:: Direction a ::
Copy out the entries word for word, starting at the line that contains "Would you be so kind as to point out the cycle" and ending with the last line of the entries.

:: Reading text ::
════════════════════

The American dairy industry will lose billions of dollars over the next two decades because other governments have signed trade deals with Japan ahead of Washington.
Even though the US is already playing catch-up to the likes of Australia and New Zealand, and now the European Union, it is still essential for officials to agree tariffs with their counterparts in Tokyo if they don’t want to lose further ground.
This could be to the tune of more than US$5bn by 2040, according to a report by the US Dairy Export Council.
Japan is the fourth-biggest destination for American dairy exports. With a level playing field, tariff-wise, the US could roughly double its market share there, according to the study, which was conducted by Tokyo-based Meros Consulting.
However, without swift and effective action by America to secure a strong trade treaty with Japan that exceeds Japan's agreements with Australia, New Zealand and the EU, it could see its market share drop in half over the next decade.
Other deals
For the last year, the antipodean countries have benefited from the Comprehensive and Progressive Agreement for Trans-Pacific Partnership free-trade agreement, which has the equally tongue-twisting acronym of CPTPP, in place with Japan already. And earlier this year, Europe’s own trade agreement with Japan began to take effect.
Without a strong US-Japan trade treaty, competitors will seize a cumulative US$1.3bn in dairy sales over the next decade that would otherwise have been supplied by America. This might climb to US$5.4bn once CPTPP and the Japan-EU agreements are fully implemented, the report mooted.

════════════════════

:: Records to use ::
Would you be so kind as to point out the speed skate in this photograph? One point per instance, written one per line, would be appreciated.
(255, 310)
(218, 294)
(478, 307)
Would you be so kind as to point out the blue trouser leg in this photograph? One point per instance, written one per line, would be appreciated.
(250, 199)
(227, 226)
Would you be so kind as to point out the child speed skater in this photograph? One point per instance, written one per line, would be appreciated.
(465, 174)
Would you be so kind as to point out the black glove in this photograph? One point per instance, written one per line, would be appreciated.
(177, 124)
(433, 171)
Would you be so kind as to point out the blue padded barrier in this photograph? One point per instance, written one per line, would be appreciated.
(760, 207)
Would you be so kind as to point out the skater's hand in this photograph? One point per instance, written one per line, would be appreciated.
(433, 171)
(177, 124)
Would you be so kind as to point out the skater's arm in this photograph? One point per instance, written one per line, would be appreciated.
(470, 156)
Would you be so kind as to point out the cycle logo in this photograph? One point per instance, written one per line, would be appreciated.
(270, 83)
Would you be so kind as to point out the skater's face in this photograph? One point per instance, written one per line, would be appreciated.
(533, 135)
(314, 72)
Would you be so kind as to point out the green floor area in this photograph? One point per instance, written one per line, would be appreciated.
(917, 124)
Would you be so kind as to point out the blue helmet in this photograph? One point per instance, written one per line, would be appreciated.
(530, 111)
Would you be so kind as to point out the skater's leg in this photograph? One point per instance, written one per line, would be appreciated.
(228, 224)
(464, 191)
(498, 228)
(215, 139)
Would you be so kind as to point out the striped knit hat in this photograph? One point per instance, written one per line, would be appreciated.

════════════════════

:: Direction b ::
According to the dairy trade article, which firm conducted the study for the US Dairy Export Council?

:: Task response a ::
Would you be so kind as to point out the cycle logo in this photograph? One point per instance, written one per line, would be appreciated.
(270, 83)
Would you be so kind as to point out the skater's face in this photograph? One point per instance, written one per line, would be appreciated.
(533, 135)
(314, 72)
Would you be so kind as to point out the green floor area in this photograph? One point per instance, written one per line, would be appreciated.
(917, 124)
Would you be so kind as to point out the blue helmet in this photograph? One point per instance, written one per line, would be appreciated.
(530, 111)
Would you be so kind as to point out the skater's leg in this photograph? One point per instance, written one per line, would be appreciated.
(228, 224)
(464, 191)
(498, 228)
(215, 139)
Would you be so kind as to point out the striped knit hat in this photograph? One point per instance, written one per line, would be appreciated.

:: Task response b ::
Meros Consulting, based in Tokyo, conducted the study.